Data supplied ::
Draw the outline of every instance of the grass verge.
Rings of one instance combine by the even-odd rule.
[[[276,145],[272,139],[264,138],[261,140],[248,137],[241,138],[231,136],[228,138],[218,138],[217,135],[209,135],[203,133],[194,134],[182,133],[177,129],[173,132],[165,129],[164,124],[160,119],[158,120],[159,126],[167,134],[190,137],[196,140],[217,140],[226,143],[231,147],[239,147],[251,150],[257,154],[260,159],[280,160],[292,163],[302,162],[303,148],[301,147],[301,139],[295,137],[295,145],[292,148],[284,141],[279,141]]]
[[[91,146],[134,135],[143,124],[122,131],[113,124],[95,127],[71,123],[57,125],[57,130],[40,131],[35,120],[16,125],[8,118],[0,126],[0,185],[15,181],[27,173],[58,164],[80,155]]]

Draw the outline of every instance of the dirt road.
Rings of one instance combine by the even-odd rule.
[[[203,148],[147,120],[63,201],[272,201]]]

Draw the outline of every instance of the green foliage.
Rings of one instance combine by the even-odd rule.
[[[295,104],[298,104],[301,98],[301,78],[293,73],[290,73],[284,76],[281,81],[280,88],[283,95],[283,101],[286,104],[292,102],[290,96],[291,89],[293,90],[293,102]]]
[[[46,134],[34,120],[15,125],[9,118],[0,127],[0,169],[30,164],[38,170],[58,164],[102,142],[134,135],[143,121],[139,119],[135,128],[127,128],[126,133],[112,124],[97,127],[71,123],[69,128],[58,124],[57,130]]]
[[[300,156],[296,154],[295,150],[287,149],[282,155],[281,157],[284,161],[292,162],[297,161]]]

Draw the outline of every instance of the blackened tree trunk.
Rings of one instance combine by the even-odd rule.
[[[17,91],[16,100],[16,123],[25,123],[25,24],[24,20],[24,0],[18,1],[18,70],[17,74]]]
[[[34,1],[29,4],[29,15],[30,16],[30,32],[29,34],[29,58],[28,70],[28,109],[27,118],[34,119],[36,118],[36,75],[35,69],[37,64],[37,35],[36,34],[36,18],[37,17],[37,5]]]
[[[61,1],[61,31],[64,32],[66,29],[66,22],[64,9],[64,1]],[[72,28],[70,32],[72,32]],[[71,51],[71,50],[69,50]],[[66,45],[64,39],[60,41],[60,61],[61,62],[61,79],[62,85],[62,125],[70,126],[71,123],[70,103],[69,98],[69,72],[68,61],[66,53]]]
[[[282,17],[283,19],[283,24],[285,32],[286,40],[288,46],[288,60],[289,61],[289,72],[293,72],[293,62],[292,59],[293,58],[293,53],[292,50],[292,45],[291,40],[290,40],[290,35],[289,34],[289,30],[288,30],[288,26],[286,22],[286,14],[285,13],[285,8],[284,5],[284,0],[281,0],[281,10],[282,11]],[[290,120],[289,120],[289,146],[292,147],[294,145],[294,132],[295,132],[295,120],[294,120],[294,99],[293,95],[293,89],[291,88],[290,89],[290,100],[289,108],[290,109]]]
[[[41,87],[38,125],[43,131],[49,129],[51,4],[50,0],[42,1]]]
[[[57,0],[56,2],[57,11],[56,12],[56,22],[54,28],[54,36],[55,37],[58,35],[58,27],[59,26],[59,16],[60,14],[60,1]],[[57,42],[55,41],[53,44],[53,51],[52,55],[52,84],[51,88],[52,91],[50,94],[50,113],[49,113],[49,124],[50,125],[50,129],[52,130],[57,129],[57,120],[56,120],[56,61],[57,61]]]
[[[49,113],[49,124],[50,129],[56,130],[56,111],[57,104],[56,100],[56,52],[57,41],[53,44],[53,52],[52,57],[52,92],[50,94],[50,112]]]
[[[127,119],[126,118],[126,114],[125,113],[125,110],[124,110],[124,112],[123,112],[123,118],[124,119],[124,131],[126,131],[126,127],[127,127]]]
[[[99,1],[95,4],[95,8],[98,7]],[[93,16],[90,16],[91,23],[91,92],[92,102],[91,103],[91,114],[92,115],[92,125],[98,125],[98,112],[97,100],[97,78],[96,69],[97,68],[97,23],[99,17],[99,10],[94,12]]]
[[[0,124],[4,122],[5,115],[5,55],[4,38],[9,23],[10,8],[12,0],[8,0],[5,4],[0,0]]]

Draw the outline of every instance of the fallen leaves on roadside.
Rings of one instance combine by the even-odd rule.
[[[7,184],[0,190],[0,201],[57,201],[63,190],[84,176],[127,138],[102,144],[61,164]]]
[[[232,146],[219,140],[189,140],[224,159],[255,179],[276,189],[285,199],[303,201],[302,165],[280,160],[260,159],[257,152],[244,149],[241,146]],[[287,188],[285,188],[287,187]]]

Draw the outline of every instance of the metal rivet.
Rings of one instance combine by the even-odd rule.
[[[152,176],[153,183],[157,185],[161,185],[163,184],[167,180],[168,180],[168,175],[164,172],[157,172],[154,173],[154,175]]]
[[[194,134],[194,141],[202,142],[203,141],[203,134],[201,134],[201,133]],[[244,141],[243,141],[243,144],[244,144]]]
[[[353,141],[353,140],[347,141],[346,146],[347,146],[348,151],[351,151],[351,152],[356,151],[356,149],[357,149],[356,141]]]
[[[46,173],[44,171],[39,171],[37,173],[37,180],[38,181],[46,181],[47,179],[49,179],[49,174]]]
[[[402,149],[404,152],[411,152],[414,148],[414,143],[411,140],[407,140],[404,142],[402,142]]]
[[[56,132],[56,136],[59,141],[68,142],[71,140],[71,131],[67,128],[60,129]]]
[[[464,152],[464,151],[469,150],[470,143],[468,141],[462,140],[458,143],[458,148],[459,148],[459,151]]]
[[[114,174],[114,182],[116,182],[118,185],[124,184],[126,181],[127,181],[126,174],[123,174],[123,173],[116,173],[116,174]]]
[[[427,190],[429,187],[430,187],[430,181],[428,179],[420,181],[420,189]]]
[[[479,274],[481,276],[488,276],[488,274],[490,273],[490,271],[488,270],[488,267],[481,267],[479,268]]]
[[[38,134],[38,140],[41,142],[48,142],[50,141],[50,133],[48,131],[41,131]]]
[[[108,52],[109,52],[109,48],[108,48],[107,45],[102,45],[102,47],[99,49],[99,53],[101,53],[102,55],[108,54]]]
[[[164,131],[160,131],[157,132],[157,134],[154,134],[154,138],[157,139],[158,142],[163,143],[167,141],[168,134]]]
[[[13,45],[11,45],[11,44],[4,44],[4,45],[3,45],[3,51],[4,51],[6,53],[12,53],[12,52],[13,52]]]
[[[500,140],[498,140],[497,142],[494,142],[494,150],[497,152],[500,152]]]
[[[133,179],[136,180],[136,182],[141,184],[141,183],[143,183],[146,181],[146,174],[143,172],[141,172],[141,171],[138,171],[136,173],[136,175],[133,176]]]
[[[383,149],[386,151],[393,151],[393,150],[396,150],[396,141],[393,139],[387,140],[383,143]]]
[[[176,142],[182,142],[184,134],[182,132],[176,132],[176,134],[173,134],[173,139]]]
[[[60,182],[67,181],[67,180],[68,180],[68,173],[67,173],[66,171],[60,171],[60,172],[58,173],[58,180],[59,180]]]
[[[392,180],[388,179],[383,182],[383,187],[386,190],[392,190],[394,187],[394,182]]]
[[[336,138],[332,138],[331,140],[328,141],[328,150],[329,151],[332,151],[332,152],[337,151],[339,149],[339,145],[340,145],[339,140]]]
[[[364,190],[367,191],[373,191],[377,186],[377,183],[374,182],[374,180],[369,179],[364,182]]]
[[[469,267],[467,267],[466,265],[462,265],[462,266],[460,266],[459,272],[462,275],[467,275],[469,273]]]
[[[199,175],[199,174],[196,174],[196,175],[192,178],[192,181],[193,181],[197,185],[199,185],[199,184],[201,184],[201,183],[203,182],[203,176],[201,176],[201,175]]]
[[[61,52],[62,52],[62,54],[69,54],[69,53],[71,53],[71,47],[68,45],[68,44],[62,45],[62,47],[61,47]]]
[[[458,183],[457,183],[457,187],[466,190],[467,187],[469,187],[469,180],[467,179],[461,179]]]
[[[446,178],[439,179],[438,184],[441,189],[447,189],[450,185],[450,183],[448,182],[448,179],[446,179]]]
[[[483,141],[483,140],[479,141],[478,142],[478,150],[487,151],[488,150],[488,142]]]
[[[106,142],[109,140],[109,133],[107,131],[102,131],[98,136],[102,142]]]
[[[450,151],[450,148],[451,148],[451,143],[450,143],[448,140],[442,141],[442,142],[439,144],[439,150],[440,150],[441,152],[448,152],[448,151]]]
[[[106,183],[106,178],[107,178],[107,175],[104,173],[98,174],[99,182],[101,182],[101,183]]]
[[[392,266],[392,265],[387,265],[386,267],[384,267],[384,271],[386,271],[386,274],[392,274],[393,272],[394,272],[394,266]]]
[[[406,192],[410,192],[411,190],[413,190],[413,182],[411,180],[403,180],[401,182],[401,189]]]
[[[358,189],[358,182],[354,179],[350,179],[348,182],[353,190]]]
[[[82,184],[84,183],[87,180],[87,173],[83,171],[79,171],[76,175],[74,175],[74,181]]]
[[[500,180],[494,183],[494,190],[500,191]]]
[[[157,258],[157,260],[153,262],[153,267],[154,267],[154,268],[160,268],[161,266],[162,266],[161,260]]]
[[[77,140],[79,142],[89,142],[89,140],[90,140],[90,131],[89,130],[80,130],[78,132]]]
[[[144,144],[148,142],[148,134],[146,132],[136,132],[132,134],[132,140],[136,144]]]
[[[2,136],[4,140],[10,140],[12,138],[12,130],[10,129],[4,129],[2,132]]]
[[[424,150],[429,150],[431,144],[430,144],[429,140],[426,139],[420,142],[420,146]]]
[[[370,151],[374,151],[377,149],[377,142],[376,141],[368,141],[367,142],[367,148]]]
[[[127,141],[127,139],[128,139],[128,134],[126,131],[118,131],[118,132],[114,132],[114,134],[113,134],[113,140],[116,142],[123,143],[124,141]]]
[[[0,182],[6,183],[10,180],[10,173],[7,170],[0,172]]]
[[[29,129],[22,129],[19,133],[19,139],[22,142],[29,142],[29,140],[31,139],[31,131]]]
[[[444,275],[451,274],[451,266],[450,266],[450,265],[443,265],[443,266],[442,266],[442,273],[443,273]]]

The exercise ::
Pull out every line in the listing above that contains the word "Draw". Case counts.

Task result ::
Draw the outline of every instance of the grass verge.
Draw the outline of every instance of the dirt road.
Draw the outline of every instance of the green foliage.
Draw the outline of every instance of the blackened tree trunk.
Draw the outline of every instance of the fallen leaves on roadside.
Draw the outline of every instance of the metal rivet.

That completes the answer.